Excerpt from a dataset:
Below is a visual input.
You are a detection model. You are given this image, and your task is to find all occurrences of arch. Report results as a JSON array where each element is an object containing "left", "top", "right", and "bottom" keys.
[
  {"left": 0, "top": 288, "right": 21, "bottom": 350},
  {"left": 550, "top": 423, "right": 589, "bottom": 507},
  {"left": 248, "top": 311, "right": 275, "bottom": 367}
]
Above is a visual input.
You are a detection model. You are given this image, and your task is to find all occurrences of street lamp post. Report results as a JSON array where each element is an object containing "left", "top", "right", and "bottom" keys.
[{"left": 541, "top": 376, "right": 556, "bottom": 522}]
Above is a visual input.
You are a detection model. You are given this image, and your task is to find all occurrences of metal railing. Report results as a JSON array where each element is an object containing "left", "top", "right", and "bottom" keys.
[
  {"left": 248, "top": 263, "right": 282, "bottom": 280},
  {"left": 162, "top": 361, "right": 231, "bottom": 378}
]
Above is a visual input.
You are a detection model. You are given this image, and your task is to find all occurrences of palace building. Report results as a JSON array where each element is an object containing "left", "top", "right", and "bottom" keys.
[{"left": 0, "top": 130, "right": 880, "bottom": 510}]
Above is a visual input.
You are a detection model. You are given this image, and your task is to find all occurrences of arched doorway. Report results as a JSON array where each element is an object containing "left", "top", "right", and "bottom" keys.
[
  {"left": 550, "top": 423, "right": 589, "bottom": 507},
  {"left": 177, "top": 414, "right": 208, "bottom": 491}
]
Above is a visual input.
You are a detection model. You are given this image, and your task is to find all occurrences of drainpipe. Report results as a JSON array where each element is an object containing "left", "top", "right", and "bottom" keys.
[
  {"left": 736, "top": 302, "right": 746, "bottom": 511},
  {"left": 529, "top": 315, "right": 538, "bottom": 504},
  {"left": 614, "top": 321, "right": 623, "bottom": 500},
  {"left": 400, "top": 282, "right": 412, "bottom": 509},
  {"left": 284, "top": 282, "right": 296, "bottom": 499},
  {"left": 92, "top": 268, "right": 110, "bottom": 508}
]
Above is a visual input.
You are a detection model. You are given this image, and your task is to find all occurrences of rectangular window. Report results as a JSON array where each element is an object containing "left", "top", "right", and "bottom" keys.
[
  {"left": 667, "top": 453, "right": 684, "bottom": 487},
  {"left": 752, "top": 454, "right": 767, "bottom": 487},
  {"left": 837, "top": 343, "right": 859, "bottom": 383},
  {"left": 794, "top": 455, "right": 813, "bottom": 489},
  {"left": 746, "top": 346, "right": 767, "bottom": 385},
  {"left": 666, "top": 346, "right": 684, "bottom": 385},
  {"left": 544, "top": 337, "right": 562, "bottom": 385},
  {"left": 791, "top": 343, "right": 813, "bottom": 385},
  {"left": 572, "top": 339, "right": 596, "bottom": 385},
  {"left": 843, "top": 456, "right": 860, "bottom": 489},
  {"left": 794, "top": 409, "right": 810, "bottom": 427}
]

> _DIRECTION_: Count the lines in the items above that contain the string "containing", matching case exactly. Reply with the number only.

> _THE COMPLETED TASK_: 7